_WORK INSTRUCTION_: Some lines of these records may hold the word "elephant"; state how many, using only the number.

(Stored data entries)
________________________________________

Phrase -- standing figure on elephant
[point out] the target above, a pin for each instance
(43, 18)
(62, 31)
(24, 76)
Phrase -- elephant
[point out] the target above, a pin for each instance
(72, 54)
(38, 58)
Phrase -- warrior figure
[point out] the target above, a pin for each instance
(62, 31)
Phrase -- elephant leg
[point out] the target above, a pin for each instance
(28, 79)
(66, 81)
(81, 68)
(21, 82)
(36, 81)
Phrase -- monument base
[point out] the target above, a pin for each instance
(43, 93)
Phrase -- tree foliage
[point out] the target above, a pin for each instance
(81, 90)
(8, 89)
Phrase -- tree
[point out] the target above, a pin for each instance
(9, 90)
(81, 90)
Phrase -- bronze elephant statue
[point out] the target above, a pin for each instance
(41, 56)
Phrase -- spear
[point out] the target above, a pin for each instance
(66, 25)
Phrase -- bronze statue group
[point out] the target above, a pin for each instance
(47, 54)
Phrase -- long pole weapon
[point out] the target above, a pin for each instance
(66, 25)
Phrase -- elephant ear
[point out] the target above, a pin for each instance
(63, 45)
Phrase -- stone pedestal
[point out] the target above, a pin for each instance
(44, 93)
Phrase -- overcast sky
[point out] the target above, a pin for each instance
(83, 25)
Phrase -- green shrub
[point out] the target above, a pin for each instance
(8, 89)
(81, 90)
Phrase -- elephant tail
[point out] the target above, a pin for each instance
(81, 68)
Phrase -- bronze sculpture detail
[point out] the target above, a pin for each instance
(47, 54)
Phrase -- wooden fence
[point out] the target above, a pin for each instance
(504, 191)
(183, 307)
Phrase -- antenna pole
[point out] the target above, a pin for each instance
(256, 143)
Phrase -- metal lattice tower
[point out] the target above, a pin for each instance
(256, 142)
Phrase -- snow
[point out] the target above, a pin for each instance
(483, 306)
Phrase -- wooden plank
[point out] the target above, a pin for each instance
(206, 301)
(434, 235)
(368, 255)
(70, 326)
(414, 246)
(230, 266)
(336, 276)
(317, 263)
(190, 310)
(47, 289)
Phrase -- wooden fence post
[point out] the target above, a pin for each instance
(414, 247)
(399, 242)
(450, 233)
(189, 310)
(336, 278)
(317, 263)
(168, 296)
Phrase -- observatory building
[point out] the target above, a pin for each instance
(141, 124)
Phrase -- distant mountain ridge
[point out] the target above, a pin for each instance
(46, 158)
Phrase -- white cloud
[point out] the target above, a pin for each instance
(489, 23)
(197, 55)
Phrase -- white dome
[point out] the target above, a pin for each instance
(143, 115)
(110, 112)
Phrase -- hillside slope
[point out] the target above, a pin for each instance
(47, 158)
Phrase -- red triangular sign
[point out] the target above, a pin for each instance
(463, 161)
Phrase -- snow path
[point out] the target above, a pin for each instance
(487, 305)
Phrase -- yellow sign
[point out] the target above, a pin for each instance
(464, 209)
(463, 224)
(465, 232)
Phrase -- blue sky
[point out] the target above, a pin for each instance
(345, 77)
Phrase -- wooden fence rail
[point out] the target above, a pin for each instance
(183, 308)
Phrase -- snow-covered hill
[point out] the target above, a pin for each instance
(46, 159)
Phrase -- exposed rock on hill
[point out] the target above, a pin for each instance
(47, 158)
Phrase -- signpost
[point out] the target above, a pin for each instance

________________________________________

_SOLUTION TO THE PROBLEM_: 6